EXERCISE REQUIREMENTS: Once the images are set aside, write out the rest of the records exactly.

Recorded data:

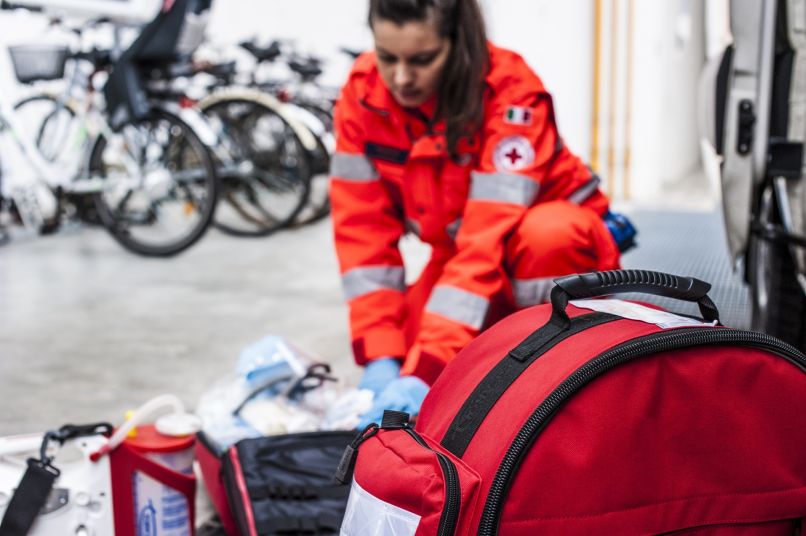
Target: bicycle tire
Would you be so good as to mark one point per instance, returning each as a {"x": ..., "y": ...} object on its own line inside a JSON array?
[
  {"x": 270, "y": 197},
  {"x": 121, "y": 224}
]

YOUR SOLUTION:
Target: bicycle tire
Would you be so good as to mark one point per instance, returning each as a {"x": ..., "y": ...} object on its own line inside a JSON array?
[
  {"x": 270, "y": 197},
  {"x": 121, "y": 224}
]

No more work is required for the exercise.